## BEGIN TEXT TO READ

General remarks about contributions published by the Cultures of History Forum
In the EXHIBITIONS section, we publish reviews of permanent or temporary exhibitions in museums of the region. They ask how historical knowledge is being staged in museum environments, what aesthetic and curatorial strategies are being used and how knowledge is being transmitted to the visitor. The articles also consider the individual museum’s historical, geographical, cultural and/or political context that may have informed curatorial decisions.
In the DEBATES section, we publish critical reflections on ongoing or recent public debates or controversies that touch upon often difficult or complex historical issues that have greater implications for society. The aim is to document these debates and to provide readers without knowledge of the local languages with both a clear sense of the historical issues that are at stake and an understanding of the arguments, actors and agendas involved in such debates.
In the POLITICS section, we publish articles that focus on recent legislation, policy decisions or judicial acts that impact, or aim to impact public commemorative practices and other forms of representation of the past in the public sphere. The articles provide the necessary historical and political-institutional backdrop to this form of top-down intervention and seek to give a well-balanced and fair account of the debates and arguments involved as well as of the possible consequences.
General Style and Structure of Articles
All articles should be aimed at an international, non-specialist readership with a keen interest in the history, politics and societies of the former communist region. Authors can assume some basic knowledge of the main historical trajectories of the 20th century in this region among their readers yet should assume only limited awareness of national (and regional) specificities or of particular academic debates in the field. Articles should therefore be written in an accessible style, providing the necessary historical and political background, while avoiding technical jargon or the use of highly abstract concepts and theories. Moreover, texts should not exceed 4000 words (including references) in length.
Especially in the DEBATE and POLITICS sections, articles should begin with a recent event or incident, a strong statement or quote that can serve as the entry point to laying out the topic and why the particular debate/law/policy move is relevant. Being an online publication, this introduction is extremely important as it is the only chance to “hook” the reader into continuing, rather than clicking away to another site.

## END TEXT TO READ
## BEGIN INFORMATION GIVEN

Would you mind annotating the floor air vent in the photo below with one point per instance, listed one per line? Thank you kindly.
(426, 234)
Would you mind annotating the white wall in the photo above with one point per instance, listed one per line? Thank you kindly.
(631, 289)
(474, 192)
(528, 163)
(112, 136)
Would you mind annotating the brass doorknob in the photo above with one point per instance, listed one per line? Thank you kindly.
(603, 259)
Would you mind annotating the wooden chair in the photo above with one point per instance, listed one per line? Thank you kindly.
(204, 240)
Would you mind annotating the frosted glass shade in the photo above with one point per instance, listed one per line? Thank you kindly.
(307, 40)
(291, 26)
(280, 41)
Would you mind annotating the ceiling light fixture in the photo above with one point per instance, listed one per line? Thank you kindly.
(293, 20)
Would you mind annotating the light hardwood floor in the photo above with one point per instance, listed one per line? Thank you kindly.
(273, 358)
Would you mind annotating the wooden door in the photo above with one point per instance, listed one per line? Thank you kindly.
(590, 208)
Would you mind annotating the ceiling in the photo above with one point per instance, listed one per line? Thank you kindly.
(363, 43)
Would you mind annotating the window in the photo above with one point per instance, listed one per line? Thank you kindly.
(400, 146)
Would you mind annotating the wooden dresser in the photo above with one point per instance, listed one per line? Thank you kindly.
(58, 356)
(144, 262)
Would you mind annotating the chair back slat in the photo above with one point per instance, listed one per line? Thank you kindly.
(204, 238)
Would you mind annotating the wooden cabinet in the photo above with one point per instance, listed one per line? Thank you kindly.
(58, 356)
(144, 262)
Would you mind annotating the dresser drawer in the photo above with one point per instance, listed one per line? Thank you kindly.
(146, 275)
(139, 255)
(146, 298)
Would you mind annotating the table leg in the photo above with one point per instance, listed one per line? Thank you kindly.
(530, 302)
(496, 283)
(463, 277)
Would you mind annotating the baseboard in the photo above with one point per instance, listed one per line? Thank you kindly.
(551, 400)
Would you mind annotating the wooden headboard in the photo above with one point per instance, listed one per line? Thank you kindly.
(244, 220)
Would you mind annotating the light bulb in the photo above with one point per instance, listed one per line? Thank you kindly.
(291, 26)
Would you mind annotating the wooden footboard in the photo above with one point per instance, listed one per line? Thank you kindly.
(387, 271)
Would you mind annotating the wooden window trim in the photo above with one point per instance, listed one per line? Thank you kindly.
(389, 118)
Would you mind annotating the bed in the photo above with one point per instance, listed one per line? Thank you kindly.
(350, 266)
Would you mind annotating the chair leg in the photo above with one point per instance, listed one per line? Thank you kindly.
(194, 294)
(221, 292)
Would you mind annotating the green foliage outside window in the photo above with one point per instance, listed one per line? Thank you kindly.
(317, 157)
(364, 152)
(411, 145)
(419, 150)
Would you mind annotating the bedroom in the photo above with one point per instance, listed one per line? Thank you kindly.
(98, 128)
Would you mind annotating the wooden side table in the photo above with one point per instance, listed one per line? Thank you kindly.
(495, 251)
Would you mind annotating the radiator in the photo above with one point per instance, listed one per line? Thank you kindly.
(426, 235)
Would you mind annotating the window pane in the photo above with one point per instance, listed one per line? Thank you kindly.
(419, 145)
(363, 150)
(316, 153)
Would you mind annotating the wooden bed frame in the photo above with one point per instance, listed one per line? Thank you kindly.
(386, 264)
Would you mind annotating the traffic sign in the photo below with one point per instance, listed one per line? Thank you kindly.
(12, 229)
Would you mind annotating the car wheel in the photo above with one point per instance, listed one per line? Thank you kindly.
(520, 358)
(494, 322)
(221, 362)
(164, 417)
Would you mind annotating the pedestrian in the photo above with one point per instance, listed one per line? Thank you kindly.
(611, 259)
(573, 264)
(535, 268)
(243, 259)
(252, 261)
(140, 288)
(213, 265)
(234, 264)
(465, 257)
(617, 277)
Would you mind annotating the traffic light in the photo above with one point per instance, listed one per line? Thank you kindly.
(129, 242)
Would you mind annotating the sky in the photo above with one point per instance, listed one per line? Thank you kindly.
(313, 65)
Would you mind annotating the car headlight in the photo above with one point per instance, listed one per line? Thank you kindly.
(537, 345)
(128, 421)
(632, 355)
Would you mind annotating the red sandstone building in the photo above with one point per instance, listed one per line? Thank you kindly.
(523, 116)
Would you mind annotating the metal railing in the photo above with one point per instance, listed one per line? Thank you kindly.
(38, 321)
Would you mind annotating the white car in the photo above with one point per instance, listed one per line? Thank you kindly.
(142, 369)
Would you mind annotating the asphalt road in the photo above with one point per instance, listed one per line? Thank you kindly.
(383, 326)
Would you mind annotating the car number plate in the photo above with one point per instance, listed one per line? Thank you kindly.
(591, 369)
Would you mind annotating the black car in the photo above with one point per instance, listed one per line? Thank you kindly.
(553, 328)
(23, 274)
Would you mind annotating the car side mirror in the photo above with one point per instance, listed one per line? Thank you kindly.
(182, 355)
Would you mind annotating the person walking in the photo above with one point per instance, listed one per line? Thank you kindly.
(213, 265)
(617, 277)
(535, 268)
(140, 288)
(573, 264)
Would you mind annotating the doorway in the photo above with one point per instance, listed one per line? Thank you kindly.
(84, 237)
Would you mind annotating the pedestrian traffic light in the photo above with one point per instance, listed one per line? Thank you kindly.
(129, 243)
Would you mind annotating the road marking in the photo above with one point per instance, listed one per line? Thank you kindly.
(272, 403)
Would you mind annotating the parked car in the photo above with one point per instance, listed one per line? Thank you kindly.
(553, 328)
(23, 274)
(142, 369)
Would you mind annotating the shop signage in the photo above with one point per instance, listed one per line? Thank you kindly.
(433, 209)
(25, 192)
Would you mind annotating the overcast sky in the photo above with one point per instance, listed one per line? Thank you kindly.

## END INFORMATION GIVEN

§ EXERCISE INSTRUCTIONS:
1. Using the Cultures of History Forum guidelines, say whether each statement agrees with them. Answer yes or no, and quote the words that decide it.
(a) Reviews in the EXHIBITIONS section deal only with permanent exhibitions.
(b) A text may be up to 4000 words long, counting references.
(c) Authors should expect readers to know the particular academic debates in the field well.
2. Write the next part of the Cultures of History Forum guidelines, starting after their last sentence.
The listing was taken from a different source.

§ IN RESPONSE:
1.
(a) No: "we publish reviews of permanent or temporary exhibitions in museums of the region"
(b) Yes: "texts should not exceed 4000 words (including references) in length"
(c) No: "should assume only limited awareness of national (and regional) specificities or of particular academic debates in the field"

2.
All texts, but especially the museum reviews, should be accompanied by at least four or five meaningful images/pictures. Authors are encouraged to keep this in mind while writing and, if possible, provide their own pictures with explanations. Where no such pictures are available, they should point us to possible sources and, ideally, help us find the right images and acquire the necessary publication licenses. Alternatively, we will look for freely available footage in the various online repositories.
Readability of the articles shall be supported by keeping referencing and discussions of academic studies in the field to a minimum; rather, we encourage you to make good use of hyperlinks which allow readers to go directly to the websites of relevant institutions and organizations, or directly to primary sources (like open access government documents, legal texts, official or NGO reports, statistical data etc.). Still, where individuals are quoted, or information and claims are taken from media sources or academic literature, this should of course be indicated and properly referenced in endnotes (up to 15 such endnotes are acceptable).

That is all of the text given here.